RECORDED DATA:

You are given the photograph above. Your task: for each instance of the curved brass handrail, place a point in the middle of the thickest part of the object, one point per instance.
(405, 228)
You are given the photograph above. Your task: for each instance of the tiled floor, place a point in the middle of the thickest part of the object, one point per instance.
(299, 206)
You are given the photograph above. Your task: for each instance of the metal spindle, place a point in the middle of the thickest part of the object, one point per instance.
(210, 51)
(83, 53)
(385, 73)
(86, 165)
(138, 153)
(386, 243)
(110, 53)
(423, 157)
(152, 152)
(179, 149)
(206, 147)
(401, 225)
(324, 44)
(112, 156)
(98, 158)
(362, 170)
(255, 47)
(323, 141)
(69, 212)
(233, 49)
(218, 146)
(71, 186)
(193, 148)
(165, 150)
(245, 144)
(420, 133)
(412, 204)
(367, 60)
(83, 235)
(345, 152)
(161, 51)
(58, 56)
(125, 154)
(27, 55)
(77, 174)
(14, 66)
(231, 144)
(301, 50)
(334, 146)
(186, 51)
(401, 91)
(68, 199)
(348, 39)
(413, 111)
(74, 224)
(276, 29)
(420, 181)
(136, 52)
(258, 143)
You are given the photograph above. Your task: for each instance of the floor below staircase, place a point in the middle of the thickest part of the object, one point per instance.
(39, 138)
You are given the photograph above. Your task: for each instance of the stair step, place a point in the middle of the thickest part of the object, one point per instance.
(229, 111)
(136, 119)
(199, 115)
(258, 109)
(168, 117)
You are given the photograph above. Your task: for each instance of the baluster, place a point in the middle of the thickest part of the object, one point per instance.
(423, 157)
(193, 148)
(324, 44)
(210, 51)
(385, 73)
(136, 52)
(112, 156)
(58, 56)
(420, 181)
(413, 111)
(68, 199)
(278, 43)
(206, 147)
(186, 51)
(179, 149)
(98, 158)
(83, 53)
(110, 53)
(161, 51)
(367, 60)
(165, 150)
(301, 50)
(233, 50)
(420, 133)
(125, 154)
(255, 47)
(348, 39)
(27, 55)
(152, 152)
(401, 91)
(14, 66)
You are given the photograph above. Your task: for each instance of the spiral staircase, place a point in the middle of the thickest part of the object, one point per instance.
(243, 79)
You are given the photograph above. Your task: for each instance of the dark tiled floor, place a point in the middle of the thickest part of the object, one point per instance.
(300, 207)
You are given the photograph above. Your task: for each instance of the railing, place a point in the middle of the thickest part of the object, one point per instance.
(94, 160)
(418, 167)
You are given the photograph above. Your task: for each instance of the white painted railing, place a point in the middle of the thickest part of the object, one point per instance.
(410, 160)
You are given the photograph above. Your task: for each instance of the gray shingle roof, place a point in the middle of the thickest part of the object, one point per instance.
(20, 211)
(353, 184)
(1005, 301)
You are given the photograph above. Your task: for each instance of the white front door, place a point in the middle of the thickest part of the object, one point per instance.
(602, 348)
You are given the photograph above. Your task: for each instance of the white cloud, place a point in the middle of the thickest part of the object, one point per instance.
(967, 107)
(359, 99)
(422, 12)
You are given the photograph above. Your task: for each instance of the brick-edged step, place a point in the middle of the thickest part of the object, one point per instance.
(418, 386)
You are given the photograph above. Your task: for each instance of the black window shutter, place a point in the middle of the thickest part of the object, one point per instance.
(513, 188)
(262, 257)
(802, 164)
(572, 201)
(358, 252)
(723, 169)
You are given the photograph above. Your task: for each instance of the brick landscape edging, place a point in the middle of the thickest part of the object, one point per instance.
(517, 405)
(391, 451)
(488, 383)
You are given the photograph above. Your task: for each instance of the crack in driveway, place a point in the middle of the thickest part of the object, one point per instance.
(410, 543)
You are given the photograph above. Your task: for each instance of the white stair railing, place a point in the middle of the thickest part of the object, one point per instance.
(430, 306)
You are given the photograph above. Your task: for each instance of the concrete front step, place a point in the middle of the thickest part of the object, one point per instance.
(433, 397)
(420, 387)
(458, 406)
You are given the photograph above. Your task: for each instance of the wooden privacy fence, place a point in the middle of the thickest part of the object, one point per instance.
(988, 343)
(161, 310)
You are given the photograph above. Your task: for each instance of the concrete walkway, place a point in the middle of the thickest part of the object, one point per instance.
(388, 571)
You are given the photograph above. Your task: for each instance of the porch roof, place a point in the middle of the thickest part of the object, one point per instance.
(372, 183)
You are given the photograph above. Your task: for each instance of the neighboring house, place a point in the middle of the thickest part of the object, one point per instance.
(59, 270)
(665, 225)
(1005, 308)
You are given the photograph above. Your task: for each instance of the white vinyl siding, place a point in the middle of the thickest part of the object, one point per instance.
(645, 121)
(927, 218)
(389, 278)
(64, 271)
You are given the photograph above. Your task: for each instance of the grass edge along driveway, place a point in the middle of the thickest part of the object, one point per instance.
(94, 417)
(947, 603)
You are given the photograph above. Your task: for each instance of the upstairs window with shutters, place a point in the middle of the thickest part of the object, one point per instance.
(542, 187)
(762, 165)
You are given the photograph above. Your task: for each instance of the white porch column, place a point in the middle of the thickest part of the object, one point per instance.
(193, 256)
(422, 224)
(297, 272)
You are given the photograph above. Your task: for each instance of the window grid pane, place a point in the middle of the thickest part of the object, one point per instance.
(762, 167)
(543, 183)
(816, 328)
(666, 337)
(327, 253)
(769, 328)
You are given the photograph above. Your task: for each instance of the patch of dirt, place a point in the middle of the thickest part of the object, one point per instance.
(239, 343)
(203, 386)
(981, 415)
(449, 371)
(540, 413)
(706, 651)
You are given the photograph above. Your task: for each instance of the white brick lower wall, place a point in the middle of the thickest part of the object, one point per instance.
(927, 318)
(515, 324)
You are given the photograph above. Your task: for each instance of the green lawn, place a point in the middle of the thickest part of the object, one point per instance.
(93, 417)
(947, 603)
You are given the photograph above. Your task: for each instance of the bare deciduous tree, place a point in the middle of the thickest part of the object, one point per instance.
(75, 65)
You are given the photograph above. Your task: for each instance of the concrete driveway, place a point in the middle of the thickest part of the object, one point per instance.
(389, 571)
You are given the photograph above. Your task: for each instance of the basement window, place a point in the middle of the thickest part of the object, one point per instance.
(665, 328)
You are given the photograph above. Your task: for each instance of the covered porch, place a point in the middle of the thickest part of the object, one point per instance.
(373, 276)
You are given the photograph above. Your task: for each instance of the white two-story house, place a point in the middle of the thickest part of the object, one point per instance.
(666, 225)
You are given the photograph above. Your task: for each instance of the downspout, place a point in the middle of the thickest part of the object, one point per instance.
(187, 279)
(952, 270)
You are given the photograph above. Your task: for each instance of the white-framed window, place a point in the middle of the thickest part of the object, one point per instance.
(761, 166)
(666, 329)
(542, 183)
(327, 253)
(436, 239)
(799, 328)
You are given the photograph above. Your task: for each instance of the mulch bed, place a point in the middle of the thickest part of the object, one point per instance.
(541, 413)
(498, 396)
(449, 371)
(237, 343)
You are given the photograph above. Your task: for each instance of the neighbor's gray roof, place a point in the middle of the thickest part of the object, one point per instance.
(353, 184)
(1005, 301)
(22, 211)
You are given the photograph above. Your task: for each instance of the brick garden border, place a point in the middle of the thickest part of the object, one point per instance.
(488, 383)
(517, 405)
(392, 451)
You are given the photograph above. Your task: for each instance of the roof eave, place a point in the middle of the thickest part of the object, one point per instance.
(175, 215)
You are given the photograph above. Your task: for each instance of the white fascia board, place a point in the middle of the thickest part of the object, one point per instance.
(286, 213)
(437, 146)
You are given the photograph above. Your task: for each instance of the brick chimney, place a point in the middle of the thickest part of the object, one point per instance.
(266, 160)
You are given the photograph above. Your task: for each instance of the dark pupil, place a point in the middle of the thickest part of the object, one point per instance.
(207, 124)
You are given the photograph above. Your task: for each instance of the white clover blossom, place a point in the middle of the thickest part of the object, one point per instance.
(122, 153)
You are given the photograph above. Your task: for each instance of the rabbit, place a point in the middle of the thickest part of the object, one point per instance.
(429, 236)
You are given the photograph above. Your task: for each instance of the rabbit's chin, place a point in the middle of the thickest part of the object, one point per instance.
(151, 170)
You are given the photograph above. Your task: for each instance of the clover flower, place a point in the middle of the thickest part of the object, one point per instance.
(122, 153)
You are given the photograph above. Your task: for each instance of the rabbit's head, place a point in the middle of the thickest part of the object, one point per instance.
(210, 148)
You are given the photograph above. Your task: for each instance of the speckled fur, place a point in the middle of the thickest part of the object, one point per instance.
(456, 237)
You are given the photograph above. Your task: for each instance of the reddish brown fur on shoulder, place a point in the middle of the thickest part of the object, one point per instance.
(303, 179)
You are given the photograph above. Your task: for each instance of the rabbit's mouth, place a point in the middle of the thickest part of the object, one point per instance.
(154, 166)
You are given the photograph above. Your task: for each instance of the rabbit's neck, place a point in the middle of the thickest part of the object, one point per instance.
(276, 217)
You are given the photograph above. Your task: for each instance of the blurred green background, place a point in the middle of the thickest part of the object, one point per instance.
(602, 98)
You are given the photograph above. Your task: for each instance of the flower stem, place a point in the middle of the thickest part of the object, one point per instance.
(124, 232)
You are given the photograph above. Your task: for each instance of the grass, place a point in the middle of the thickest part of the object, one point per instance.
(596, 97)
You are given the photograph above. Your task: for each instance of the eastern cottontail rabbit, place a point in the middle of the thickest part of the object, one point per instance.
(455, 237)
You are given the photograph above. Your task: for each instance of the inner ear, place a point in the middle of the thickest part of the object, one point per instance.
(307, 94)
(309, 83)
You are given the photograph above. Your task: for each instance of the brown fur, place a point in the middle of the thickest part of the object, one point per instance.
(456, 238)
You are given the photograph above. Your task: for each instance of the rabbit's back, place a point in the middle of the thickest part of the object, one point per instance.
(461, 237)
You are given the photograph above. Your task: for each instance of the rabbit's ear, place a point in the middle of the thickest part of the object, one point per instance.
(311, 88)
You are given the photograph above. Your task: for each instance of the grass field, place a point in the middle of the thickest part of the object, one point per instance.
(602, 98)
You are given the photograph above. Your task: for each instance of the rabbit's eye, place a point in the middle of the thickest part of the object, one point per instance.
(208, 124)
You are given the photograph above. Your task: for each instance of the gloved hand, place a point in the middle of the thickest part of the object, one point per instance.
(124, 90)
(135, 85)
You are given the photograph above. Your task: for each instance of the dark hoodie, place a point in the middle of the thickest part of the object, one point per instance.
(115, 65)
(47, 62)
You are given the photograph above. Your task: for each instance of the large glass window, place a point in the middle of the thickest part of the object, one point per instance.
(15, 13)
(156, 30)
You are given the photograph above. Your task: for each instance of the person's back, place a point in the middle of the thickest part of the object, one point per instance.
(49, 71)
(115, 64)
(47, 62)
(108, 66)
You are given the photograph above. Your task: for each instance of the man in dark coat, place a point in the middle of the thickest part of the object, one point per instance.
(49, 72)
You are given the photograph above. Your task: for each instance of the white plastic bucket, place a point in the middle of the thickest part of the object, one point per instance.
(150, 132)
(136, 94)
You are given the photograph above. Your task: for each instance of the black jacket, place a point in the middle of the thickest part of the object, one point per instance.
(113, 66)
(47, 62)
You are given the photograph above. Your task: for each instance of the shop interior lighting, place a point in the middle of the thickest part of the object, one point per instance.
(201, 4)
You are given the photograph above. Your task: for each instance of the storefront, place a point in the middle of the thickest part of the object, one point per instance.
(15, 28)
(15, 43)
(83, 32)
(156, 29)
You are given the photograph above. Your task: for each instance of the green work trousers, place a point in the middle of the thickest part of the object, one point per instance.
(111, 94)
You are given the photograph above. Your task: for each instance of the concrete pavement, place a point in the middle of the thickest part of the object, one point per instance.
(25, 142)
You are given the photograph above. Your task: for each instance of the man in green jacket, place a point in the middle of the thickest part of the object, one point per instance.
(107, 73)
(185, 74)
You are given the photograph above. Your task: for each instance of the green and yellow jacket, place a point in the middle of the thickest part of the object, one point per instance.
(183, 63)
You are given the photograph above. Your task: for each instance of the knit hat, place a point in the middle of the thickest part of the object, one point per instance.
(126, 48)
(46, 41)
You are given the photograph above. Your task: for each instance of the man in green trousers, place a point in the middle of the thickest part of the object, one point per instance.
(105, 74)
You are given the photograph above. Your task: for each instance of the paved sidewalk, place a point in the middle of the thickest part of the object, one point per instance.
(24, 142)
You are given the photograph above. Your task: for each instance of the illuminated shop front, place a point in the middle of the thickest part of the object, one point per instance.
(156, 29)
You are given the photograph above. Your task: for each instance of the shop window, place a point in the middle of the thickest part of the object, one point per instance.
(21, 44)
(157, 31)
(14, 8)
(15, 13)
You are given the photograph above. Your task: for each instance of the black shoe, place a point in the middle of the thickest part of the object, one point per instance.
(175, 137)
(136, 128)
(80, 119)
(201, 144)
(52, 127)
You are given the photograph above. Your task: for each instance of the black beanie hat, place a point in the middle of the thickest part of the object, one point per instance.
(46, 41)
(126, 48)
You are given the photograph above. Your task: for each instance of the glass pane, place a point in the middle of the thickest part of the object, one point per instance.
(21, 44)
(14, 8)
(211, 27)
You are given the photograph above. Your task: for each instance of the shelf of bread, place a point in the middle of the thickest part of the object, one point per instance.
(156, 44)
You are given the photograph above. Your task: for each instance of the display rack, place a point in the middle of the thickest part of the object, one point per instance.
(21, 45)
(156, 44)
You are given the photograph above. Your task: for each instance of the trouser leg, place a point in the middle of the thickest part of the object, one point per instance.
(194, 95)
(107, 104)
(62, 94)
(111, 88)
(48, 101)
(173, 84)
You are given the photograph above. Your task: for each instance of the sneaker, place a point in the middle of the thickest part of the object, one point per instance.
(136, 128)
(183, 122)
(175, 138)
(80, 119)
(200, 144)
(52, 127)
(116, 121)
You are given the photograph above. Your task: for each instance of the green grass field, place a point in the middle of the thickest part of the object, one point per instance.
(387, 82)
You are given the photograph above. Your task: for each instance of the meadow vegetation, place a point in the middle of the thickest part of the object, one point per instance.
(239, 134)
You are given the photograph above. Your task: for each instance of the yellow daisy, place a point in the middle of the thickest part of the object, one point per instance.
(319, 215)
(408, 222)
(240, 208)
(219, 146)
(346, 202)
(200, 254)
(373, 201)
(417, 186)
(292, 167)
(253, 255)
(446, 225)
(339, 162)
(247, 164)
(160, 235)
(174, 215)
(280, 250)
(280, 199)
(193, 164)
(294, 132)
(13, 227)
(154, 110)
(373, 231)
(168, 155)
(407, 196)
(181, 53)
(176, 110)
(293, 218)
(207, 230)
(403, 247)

REQUIREMENT: Set down, unchanged, the line that contains "of the glass" together with every later line in the records, through the last one.

TASK OUTPUT:
You are given the photograph above. Your task: for each instance of the glass pane, place a point in the middle of the thickest part of the object, one point per instance.
(21, 44)
(14, 8)
(211, 27)
You are given the photograph above. Your task: for each instance of the shelf of bread, place a point in the middle of the thickest part of the object, one point per instance.
(156, 44)
You are given the photograph above. Your task: for each instance of the display rack, place a point in the middle of the thickest part of the object, one point per instance.
(21, 45)
(156, 44)
You are given the photograph above. Your task: for each instance of the trouser leg, place a point in the middle of the thickest part of the object, one point per instance.
(194, 95)
(107, 104)
(62, 94)
(111, 88)
(48, 101)
(173, 84)
You are given the photograph above. Your task: for each instance of the sneaker, place a point in the middle of the thickest part of the object, one point per instance.
(136, 128)
(183, 122)
(175, 138)
(80, 119)
(200, 144)
(52, 127)
(116, 121)
You are given the photograph above. Your task: for each instance of the green grass field, place a point in the middle of the thickest part of the object, one point per instance.
(387, 82)
You are given the photograph above. Your task: for each instance of the meadow vegetation, place a point in the middle of the thickest part of the object, one point per instance.
(239, 134)
You are given the photograph above. Your task: for each instance of the yellow daisy, place a point in the middle of the thickest part of the object, one point per instance.
(319, 215)
(408, 222)
(240, 208)
(219, 146)
(346, 202)
(200, 254)
(373, 201)
(417, 186)
(292, 167)
(253, 255)
(446, 225)
(339, 162)
(247, 164)
(160, 235)
(174, 215)
(280, 250)
(280, 199)
(193, 164)
(294, 132)
(13, 227)
(154, 110)
(373, 231)
(168, 155)
(407, 196)
(181, 53)
(176, 110)
(293, 218)
(207, 230)
(403, 247)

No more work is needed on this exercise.